-- JOB --
From the passage on aesthetics and photography below, copy out word for word the part that opens with the words containing "But such arguments" and closes with "their internal cacophonies.".

Whether we look to theories of sexual selection to explain our preference for beauty as an indicator of quality 1, or we subscribe to the view that traits and preferences co-evolve but are independent in some Fisherian runway view of evolution, 2, aesthetics seems to play a role in shaping what we prefer to see. And perhaps what we prefer to see, we prefer to photograph., which might be the reason why so many photographs are quite alike and indeed, why it is so difficult to photograph in a new way.

Take the Savanna hypothesis: apparently we are more disposed to prefer savanna-like landscapes, than, say, Russian taiga countryside 3, because, the argument goes, the human brain largely evolved in the African plains . Although overly simplistic as a theory, I would say that photographers prefer scenes where objects can be picked out from a busy background. The signal to noise ratio is higher in simple scenes. We are more easily able to look at the photograph and make sense of it.

Experimental evidence shows some correlation between viewing preferences and some range of aesthetic values, such as simplicity, harmony, symmetry and so on – ‘form’ for short. So it is easy to see how form has had a role in what we like to look at. Some forms are easy to make sense of; other forms not so. Beautiful forms, (i.e. beautiful stimuli) are processed efficiently. 4

But such arguments can be pushed too far. Doubtless, aesthetic appreciation was born from necessity but social evolution does not run down the narrow-gauge tracks of ‘chance and necessity’. Whereas our early hominid ancestors learnt aesthetic appreciation by scanning the Savanna horizon, probably from left to right, just as most of us look at pictures, there is something deeper at work when we look intently at a scene or a photograph. I expect this was the case for our early hominid ancestors too. For a brief moment we experience a continuity of consciousness, almost like ‘time standing still’. In the next moment it is lost as our chattering minds continue their internal cacophonies.

(Point annotations for photos)
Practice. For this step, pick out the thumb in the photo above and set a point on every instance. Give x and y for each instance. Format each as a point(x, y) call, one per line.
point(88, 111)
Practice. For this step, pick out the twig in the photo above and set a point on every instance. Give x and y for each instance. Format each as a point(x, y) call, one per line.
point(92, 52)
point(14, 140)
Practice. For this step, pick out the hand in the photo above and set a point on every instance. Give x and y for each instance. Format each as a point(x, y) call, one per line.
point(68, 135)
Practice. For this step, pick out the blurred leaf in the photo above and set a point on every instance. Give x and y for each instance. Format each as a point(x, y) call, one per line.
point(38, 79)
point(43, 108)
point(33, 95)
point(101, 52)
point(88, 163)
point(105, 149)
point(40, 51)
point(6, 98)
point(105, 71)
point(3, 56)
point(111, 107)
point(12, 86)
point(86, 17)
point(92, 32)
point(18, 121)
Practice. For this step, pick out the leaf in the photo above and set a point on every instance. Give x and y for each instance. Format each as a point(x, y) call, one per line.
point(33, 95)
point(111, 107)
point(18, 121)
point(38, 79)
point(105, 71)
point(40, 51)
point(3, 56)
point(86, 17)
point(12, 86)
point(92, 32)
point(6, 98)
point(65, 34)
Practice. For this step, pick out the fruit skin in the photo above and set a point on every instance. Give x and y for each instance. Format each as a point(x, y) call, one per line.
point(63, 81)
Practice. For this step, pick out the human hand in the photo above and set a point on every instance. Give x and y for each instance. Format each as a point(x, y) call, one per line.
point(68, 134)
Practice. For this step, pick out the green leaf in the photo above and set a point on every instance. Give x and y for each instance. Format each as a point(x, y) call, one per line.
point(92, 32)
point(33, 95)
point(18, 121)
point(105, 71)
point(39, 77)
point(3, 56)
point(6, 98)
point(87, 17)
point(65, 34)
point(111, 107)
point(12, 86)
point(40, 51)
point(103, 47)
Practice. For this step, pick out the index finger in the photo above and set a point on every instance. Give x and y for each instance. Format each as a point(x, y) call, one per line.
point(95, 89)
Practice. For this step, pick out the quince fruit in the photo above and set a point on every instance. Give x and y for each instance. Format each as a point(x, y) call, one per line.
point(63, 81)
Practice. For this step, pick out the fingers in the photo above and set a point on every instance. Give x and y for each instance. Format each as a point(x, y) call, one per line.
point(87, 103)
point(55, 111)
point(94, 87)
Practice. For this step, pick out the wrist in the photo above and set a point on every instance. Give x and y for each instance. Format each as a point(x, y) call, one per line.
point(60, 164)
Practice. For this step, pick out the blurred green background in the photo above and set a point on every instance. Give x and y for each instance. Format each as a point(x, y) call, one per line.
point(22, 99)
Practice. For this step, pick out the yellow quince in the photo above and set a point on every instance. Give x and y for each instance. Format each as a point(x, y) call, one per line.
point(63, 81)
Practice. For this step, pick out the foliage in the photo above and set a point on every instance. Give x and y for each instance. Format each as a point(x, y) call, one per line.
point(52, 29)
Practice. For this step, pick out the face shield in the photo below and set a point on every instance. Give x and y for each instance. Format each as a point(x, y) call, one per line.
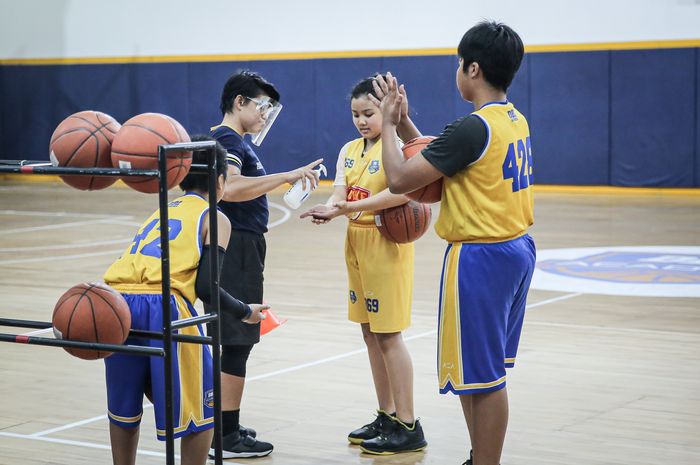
point(269, 109)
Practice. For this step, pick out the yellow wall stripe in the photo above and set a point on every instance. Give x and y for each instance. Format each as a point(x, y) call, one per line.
point(582, 47)
point(327, 185)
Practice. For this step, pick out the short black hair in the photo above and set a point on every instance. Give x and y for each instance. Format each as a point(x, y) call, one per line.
point(365, 87)
point(497, 48)
point(248, 84)
point(198, 182)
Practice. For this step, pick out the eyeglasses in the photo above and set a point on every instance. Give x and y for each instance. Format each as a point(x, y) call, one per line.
point(263, 106)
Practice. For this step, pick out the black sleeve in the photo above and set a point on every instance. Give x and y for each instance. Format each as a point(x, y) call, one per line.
point(460, 144)
point(202, 286)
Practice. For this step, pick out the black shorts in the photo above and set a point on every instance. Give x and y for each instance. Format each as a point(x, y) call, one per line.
point(242, 277)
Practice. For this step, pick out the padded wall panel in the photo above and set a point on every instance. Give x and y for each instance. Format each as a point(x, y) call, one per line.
point(652, 117)
point(697, 118)
point(430, 84)
point(654, 130)
point(569, 117)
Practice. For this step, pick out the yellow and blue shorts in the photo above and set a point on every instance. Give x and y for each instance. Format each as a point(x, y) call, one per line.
point(380, 279)
point(129, 377)
point(482, 304)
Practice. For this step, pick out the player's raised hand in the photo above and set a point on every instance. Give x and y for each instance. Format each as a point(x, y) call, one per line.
point(306, 173)
point(392, 101)
point(381, 88)
point(321, 214)
point(256, 316)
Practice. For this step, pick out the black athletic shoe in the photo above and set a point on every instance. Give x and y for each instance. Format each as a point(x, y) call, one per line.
point(371, 430)
point(401, 438)
point(250, 431)
point(237, 446)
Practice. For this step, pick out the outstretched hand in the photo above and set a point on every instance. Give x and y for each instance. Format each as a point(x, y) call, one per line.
point(381, 89)
point(322, 213)
point(306, 173)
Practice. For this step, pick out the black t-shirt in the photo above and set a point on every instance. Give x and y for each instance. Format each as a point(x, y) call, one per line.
point(251, 215)
point(460, 144)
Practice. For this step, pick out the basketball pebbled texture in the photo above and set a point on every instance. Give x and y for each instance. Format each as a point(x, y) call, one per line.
point(135, 146)
point(84, 140)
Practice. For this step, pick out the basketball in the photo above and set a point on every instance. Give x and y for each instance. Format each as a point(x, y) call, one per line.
point(432, 192)
point(91, 312)
point(136, 147)
point(404, 223)
point(84, 140)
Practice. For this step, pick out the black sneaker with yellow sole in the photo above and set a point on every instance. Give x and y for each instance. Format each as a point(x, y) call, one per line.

-- IN RESPONSE --
But such arguments can be pushed too far. Doubtless, aesthetic appreciation was born from necessity but social evolution does not run down the narrow-gauge tracks of ‘chance and necessity’. Whereas our early hominid ancestors learnt aesthetic appreciation by scanning the Savanna horizon, probably from left to right, just as most of us look at pictures, there is something deeper at work when we look intently at a scene or a photograph. I expect this was the case for our early hominid ancestors too. For a brief moment we experience a continuity of consciousness, almost like ‘time standing still’. In the next moment it is lost as our chattering minds continue their internal cacophonies.